◆ Exercise description ◆
Exactly reproduce the lines from the line containing "the green grass." to the end of the data below, inclusive, and nothing else.

Point annotation dataset records:

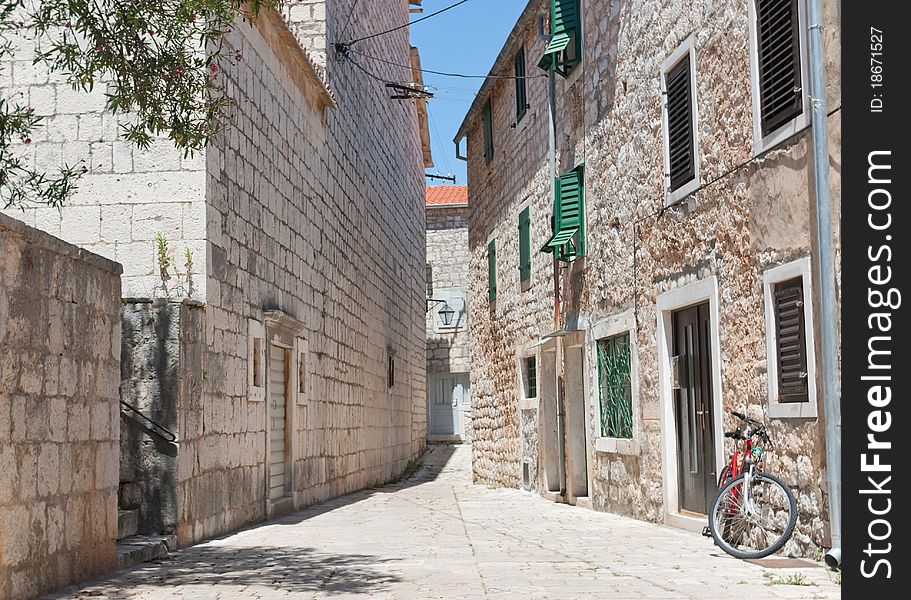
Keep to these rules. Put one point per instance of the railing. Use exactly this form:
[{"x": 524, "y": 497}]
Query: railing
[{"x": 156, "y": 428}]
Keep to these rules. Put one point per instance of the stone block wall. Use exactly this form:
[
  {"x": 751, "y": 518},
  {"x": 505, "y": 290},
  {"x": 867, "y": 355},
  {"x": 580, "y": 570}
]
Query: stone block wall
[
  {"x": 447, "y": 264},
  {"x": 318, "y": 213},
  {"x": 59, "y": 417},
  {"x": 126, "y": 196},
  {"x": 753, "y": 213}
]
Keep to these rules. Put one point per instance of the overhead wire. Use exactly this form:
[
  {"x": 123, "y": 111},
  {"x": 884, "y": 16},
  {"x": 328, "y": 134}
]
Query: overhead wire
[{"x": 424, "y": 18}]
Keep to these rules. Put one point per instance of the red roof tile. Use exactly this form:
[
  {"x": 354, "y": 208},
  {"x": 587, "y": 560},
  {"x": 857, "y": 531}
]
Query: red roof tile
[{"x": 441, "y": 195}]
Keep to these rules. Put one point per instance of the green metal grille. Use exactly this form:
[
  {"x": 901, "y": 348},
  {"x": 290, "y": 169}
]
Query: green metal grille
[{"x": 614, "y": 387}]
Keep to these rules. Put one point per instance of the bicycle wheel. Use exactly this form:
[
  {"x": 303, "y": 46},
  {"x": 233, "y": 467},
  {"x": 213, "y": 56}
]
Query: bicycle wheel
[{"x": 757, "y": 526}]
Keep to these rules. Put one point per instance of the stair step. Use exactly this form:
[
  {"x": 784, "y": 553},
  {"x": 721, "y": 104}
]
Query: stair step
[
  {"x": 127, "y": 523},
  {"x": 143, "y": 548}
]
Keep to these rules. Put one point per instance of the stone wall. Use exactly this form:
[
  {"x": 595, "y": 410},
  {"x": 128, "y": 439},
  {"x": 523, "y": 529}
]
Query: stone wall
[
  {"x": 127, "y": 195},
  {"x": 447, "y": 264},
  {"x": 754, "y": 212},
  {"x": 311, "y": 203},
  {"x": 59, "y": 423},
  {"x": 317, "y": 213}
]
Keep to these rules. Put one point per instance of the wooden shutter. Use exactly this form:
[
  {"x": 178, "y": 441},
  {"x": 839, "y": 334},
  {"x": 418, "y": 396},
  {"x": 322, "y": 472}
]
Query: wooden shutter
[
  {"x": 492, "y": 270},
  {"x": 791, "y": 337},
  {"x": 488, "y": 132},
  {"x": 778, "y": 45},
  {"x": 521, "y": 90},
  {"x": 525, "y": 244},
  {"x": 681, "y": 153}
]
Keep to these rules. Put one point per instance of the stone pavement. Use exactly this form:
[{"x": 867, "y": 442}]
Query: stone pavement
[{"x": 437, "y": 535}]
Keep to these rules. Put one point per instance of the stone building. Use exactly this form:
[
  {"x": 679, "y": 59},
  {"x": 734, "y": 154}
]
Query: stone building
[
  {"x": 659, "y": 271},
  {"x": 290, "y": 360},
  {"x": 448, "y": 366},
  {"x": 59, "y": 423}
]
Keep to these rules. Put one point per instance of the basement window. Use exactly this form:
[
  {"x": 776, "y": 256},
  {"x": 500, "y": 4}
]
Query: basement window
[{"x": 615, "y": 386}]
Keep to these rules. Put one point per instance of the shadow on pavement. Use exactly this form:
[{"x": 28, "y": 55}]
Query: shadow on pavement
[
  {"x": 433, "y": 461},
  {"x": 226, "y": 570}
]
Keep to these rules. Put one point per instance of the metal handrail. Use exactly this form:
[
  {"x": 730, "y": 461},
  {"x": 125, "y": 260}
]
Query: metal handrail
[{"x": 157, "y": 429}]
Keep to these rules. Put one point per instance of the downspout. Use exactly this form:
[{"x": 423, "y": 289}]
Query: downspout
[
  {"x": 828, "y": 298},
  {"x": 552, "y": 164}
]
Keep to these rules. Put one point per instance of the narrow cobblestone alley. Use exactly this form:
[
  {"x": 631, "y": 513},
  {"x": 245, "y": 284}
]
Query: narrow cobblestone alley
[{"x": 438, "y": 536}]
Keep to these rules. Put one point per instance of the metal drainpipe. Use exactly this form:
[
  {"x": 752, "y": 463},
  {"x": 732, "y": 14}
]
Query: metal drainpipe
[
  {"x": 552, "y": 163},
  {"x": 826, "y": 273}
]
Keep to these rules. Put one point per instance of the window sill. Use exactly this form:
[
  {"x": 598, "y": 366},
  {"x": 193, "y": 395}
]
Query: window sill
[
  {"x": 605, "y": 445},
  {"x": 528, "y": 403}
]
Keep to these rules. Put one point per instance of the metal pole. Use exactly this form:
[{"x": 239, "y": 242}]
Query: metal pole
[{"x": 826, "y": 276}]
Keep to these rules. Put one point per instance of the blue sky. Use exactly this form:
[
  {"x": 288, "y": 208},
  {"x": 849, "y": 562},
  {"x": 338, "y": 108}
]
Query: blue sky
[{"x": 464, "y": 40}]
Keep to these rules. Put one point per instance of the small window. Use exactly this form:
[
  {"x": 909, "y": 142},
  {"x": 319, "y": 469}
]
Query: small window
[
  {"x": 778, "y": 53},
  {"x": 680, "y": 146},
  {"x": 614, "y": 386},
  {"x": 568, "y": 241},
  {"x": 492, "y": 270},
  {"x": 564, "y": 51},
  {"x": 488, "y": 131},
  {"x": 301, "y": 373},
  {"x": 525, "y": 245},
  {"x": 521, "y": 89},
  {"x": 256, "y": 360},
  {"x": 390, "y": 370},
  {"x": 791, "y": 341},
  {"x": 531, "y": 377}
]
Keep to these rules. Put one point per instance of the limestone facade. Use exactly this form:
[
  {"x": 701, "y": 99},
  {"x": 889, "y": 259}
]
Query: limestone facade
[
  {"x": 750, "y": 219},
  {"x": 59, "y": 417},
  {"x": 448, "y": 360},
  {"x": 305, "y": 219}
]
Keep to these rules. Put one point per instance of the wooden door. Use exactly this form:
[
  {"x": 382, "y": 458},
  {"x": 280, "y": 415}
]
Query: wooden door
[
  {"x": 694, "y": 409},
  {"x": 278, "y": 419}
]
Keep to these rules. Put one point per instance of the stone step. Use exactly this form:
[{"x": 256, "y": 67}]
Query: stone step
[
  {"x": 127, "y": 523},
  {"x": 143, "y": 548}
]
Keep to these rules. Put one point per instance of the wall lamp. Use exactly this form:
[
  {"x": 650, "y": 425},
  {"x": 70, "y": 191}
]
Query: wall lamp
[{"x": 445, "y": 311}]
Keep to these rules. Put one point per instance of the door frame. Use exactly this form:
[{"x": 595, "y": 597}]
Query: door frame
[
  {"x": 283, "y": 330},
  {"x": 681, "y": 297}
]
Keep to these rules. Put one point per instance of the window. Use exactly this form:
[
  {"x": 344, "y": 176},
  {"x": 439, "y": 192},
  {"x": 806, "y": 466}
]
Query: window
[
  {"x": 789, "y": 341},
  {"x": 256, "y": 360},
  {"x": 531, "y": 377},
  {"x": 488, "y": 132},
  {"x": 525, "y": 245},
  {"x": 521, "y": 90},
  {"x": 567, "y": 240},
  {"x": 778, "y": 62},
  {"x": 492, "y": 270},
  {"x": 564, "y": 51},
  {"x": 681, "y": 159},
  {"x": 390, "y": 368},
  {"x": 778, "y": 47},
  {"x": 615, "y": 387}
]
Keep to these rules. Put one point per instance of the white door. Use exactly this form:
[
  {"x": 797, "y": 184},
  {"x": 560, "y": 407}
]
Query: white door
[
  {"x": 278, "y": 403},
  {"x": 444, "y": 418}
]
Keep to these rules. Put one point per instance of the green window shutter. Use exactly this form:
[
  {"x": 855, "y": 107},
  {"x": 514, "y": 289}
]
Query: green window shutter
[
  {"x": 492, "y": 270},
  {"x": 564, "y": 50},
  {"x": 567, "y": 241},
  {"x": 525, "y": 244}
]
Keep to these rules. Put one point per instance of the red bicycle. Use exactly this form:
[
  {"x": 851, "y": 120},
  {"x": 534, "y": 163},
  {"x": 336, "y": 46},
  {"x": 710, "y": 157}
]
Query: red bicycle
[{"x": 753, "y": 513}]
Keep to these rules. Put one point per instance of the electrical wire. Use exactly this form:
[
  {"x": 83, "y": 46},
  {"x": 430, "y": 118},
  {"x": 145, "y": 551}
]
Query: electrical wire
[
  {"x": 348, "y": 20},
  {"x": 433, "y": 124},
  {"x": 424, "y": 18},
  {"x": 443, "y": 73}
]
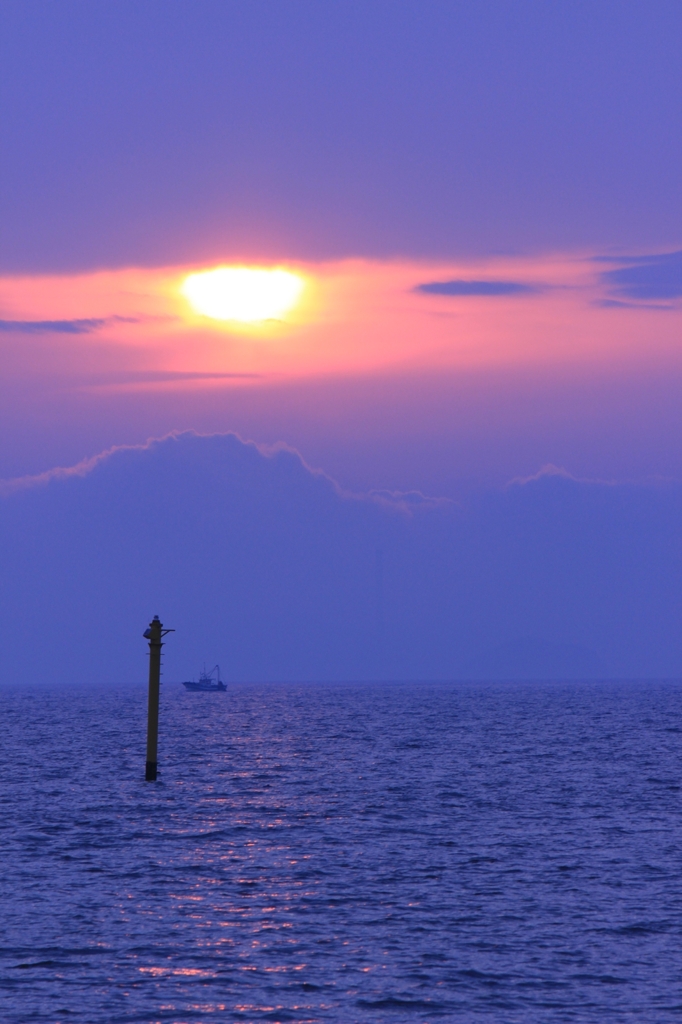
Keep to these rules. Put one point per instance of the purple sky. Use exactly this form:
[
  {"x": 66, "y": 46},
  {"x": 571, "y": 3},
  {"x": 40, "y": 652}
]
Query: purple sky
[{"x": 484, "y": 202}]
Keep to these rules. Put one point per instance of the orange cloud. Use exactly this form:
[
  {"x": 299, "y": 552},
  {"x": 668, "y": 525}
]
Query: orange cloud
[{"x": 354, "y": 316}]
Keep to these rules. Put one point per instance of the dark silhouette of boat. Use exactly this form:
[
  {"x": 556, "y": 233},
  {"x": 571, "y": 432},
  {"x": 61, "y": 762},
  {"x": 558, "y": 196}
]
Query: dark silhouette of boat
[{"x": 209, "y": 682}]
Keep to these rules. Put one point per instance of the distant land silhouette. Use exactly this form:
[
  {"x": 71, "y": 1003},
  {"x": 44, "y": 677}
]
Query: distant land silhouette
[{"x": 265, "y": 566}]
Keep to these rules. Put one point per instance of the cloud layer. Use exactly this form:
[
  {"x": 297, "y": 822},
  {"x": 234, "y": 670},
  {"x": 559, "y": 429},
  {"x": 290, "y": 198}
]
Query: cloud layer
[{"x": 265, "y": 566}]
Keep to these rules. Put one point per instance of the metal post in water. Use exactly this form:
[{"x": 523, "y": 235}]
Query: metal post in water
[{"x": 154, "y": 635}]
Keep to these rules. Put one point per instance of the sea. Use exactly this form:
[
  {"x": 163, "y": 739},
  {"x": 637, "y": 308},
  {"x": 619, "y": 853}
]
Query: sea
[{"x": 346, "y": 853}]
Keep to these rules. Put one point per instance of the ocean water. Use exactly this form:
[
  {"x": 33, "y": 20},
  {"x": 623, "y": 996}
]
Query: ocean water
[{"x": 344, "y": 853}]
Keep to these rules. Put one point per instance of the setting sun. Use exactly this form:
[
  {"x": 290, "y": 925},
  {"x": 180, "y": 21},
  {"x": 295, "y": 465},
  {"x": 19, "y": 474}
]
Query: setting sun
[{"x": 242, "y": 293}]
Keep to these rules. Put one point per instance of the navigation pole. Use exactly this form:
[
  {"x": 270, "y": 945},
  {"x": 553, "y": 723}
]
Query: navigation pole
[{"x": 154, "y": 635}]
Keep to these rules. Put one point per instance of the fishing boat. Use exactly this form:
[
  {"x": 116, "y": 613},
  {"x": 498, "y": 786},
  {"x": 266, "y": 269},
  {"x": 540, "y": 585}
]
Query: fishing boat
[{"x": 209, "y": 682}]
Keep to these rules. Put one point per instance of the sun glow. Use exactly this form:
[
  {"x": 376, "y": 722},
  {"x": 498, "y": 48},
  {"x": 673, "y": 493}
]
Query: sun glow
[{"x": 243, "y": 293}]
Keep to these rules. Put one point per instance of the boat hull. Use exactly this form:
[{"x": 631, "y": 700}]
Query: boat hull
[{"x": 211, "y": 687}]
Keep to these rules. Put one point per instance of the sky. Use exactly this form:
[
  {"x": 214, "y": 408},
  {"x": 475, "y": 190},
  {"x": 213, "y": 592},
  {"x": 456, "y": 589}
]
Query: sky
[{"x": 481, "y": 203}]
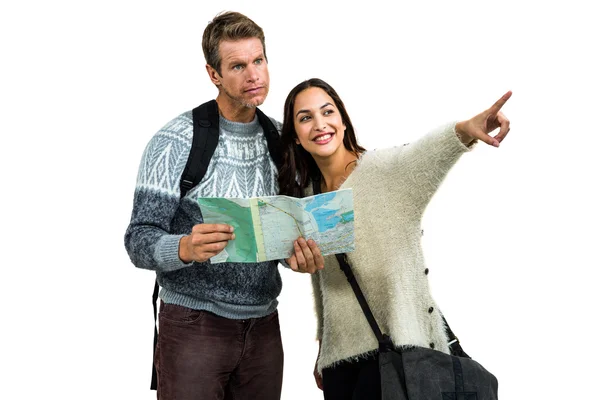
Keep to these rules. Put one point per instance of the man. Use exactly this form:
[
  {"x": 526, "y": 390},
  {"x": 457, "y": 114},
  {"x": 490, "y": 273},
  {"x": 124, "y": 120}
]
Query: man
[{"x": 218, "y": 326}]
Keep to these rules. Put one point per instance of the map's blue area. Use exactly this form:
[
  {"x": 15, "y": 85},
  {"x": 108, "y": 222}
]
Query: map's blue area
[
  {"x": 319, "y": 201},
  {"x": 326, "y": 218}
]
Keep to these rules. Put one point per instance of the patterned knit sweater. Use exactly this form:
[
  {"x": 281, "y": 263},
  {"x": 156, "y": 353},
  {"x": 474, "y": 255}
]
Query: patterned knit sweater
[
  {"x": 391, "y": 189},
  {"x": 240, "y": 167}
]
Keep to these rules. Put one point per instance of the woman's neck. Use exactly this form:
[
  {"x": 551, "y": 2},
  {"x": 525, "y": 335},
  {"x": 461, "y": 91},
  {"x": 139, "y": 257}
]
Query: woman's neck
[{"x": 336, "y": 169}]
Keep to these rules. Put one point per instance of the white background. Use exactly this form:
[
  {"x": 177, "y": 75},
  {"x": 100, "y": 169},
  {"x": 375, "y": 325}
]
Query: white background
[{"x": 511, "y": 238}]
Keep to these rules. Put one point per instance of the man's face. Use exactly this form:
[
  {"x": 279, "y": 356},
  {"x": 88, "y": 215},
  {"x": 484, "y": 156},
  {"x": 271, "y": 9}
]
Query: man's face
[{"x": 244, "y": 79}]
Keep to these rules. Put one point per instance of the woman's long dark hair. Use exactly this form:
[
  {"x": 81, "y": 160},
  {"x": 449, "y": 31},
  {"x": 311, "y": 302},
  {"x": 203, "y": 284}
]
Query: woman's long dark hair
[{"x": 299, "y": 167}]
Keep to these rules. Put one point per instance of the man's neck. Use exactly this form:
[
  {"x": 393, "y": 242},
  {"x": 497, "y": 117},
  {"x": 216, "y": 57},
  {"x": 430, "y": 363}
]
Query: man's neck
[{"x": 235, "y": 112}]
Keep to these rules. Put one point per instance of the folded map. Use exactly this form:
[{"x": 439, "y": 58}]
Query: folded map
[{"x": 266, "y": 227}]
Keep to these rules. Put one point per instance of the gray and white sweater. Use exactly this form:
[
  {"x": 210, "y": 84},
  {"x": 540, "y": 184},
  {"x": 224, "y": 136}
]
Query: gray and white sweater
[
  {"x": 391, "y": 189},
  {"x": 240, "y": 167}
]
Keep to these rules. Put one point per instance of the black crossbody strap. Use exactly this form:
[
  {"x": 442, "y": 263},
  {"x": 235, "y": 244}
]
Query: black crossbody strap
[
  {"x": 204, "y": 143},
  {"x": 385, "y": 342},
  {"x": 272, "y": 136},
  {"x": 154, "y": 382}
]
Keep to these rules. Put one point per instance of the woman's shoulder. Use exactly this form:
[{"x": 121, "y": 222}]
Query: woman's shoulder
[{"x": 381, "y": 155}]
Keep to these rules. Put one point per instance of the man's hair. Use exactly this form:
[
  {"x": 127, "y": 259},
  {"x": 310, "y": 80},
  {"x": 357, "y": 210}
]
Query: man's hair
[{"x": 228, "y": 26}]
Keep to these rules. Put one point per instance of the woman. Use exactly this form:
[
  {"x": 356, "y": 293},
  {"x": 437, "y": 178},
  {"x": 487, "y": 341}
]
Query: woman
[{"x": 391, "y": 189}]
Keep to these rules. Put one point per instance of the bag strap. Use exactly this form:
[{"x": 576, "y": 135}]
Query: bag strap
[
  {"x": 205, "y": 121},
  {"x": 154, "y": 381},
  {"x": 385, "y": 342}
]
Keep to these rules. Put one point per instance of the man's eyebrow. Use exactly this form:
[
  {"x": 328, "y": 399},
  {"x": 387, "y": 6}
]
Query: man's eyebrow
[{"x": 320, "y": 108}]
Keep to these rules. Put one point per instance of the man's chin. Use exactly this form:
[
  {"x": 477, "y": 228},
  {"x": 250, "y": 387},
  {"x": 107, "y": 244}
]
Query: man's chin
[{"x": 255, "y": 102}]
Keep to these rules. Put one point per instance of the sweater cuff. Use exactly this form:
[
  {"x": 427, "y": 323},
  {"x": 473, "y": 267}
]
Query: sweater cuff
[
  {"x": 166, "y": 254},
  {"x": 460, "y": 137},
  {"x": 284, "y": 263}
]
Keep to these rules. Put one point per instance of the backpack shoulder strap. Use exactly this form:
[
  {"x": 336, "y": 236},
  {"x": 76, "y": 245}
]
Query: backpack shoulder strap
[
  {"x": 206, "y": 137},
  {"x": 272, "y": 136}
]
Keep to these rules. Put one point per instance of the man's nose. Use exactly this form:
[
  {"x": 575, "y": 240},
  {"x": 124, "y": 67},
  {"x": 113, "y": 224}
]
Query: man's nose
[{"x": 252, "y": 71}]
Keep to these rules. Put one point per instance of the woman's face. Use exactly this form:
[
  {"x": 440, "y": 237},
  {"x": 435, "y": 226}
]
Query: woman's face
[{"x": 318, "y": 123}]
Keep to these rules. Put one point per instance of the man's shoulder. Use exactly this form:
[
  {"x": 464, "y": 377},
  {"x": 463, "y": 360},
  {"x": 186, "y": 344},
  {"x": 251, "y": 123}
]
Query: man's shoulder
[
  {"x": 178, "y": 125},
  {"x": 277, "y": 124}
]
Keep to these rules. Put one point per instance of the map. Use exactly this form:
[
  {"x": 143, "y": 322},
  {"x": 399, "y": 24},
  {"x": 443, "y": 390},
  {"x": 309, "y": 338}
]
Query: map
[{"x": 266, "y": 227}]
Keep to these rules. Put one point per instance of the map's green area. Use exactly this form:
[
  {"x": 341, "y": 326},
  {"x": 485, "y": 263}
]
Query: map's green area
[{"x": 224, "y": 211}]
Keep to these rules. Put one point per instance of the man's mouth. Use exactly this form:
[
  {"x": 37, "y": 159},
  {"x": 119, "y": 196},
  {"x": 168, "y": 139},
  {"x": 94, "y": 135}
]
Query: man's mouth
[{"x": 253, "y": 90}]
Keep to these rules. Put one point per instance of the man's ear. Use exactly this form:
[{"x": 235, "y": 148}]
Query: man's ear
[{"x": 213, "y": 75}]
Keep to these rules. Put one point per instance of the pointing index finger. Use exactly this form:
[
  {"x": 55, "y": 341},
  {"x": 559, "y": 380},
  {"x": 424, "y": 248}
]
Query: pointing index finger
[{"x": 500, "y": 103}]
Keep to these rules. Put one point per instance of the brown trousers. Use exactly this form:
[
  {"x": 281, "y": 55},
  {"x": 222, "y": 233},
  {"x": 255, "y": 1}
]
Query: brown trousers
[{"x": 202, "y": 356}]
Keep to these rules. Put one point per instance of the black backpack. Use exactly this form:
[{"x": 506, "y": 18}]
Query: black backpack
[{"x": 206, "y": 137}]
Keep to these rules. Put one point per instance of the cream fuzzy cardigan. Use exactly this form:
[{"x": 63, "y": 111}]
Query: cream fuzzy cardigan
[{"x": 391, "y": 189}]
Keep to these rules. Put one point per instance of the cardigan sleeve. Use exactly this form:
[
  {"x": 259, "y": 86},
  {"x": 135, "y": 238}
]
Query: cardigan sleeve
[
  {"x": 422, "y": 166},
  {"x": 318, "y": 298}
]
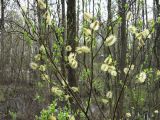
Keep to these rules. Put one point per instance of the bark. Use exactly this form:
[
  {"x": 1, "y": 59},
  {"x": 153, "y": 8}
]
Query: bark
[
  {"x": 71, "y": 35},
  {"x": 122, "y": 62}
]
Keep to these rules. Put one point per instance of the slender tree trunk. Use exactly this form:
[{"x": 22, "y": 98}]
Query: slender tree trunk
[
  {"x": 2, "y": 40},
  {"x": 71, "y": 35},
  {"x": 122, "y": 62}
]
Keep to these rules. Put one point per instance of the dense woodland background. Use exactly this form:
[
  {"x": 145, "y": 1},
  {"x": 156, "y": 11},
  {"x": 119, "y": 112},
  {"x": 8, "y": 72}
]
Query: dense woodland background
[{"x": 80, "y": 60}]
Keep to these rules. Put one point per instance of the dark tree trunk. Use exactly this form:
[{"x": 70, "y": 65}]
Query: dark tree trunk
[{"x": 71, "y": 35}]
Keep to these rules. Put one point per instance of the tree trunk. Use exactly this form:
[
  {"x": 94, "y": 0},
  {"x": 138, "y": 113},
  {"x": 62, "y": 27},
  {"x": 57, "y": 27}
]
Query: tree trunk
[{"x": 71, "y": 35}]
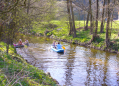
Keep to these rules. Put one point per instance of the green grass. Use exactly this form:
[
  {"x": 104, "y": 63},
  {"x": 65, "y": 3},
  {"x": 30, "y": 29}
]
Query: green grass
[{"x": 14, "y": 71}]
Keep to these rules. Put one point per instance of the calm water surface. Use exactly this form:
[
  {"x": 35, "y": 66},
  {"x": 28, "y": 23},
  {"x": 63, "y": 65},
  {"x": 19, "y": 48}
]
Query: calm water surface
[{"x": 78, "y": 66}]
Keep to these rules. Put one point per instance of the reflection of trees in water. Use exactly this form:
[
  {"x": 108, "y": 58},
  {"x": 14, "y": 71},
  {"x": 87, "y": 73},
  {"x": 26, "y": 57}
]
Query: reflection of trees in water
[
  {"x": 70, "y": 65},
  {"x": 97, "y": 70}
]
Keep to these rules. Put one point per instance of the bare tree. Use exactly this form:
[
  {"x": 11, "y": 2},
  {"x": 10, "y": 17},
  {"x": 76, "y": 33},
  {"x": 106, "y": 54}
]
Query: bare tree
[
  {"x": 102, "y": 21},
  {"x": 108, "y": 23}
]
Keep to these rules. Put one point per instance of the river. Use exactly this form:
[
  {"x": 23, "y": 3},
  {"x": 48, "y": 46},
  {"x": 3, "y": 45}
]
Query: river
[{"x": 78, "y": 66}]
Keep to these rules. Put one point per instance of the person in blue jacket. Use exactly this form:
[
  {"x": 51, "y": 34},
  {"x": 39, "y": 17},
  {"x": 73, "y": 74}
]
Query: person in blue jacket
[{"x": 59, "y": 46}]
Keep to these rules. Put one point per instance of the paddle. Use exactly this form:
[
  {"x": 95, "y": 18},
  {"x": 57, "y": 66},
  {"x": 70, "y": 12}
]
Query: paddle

◆ Result ◆
Keep to these rules. Put one point per instance of the green grass. Use exactly this form:
[
  {"x": 104, "y": 63},
  {"x": 65, "y": 3},
  {"x": 30, "y": 29}
]
Query: green grass
[{"x": 14, "y": 71}]
Keep to these rules. Put one point per instance of the calm water surface. Use exactly this form:
[
  {"x": 35, "y": 66},
  {"x": 28, "y": 23},
  {"x": 63, "y": 65},
  {"x": 19, "y": 48}
]
Query: calm water surface
[{"x": 78, "y": 66}]
Keep to these rules. Put one point per instance of the reflection of trees in water. Use exactly this form:
[
  {"x": 108, "y": 58},
  {"x": 14, "y": 71},
  {"x": 87, "y": 73},
  {"x": 26, "y": 57}
]
Query: reflection of trees in water
[
  {"x": 70, "y": 65},
  {"x": 97, "y": 70}
]
Keep to these rules. Put one point per instance of the bare tree. Use exactly this form:
[
  {"x": 11, "y": 2},
  {"x": 10, "y": 17},
  {"x": 76, "y": 33},
  {"x": 106, "y": 54}
]
Query: bare tree
[
  {"x": 102, "y": 21},
  {"x": 108, "y": 23}
]
Keep to these rules. Put one point per instance of the river. Use exactly this form:
[
  {"x": 23, "y": 3},
  {"x": 48, "y": 46},
  {"x": 3, "y": 45}
]
Query: river
[{"x": 78, "y": 66}]
Keep to these rules. Put one point per instance of the person in blue jacket. Use exactly this form:
[
  {"x": 51, "y": 34},
  {"x": 39, "y": 17},
  {"x": 73, "y": 74}
]
Query: person in blue jacket
[{"x": 59, "y": 46}]
Keep to these rules. Put one point per instance of the paddle. Use exactly this form:
[
  {"x": 95, "y": 18},
  {"x": 57, "y": 66},
  {"x": 70, "y": 12}
]
Query: paddle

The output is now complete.